* start Exercise material *

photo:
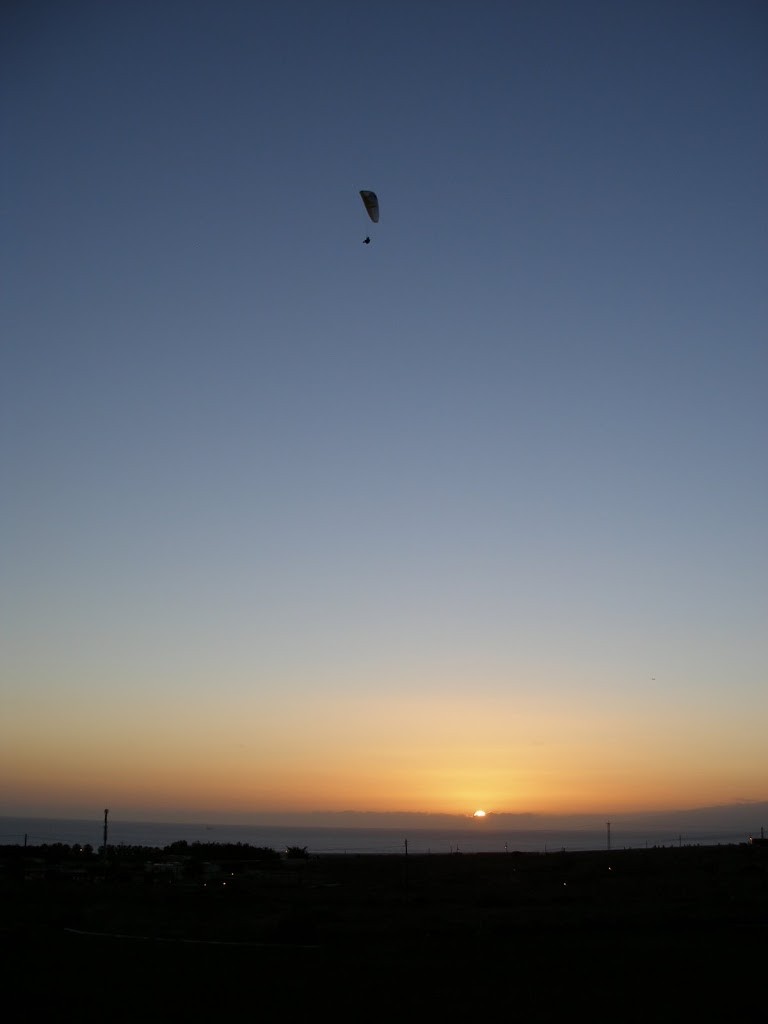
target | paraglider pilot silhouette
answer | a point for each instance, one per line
(371, 203)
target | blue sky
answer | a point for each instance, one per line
(507, 460)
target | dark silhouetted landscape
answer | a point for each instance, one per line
(203, 930)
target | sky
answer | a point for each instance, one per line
(472, 516)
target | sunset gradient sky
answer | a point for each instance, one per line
(473, 516)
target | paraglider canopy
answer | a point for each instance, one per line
(372, 204)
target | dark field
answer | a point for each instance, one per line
(652, 935)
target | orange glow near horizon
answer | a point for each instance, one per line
(382, 753)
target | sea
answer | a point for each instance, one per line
(355, 841)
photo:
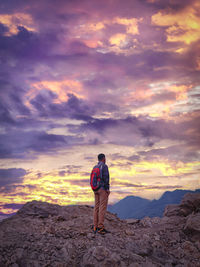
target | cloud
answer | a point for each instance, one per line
(11, 176)
(182, 26)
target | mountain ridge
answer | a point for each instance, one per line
(137, 207)
(44, 234)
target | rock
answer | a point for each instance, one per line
(191, 202)
(43, 234)
(132, 221)
(193, 223)
(172, 210)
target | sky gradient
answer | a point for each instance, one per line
(79, 78)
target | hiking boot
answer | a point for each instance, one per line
(102, 231)
(95, 229)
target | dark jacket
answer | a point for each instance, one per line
(104, 175)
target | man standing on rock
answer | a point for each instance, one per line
(101, 195)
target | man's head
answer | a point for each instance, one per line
(102, 157)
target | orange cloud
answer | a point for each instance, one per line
(131, 24)
(183, 26)
(180, 90)
(15, 20)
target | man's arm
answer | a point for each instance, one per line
(106, 177)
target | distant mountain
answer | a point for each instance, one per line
(129, 206)
(137, 207)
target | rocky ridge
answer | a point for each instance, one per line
(43, 234)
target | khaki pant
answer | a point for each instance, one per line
(101, 201)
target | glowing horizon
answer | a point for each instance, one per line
(82, 78)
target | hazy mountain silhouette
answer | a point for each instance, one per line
(137, 207)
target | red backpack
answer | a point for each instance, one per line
(95, 178)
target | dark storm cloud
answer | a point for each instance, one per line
(11, 176)
(20, 144)
(13, 206)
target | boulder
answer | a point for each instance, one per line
(172, 210)
(44, 234)
(193, 223)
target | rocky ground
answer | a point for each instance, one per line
(43, 234)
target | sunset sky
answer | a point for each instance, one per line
(83, 77)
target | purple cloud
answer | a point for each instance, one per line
(11, 176)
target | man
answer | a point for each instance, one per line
(101, 196)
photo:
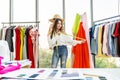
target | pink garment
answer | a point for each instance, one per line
(10, 68)
(35, 40)
(85, 26)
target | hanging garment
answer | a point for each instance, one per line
(34, 37)
(85, 27)
(76, 24)
(117, 35)
(81, 51)
(22, 33)
(30, 48)
(18, 43)
(4, 50)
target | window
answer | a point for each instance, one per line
(23, 10)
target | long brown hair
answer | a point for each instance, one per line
(55, 27)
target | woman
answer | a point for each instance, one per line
(58, 41)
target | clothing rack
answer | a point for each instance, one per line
(20, 22)
(106, 19)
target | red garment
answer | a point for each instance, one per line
(18, 42)
(81, 51)
(30, 50)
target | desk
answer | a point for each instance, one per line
(55, 74)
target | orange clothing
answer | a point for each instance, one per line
(81, 51)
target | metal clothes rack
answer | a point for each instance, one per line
(117, 16)
(21, 23)
(104, 21)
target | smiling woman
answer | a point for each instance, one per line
(24, 10)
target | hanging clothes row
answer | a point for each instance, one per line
(105, 39)
(81, 52)
(22, 42)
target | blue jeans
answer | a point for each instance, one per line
(62, 53)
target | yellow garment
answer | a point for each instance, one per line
(76, 24)
(22, 34)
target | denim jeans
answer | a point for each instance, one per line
(60, 52)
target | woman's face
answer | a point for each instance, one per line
(59, 25)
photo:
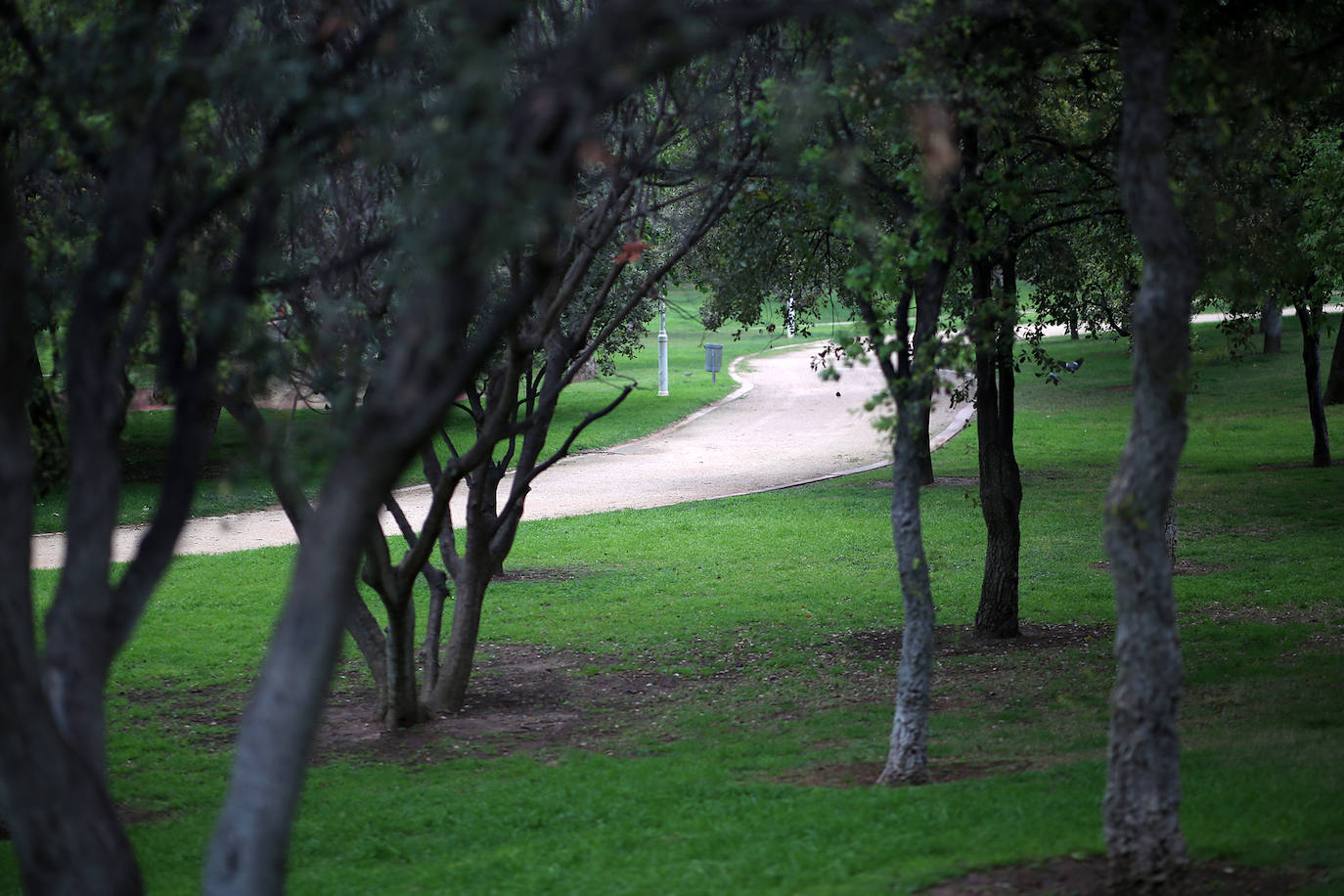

* end Exercise material *

_The task_
Please gather every line of the rows above that contains the word "jeans" and copy each one out.

_Written solution_
target | blue jeans
target | denim jeans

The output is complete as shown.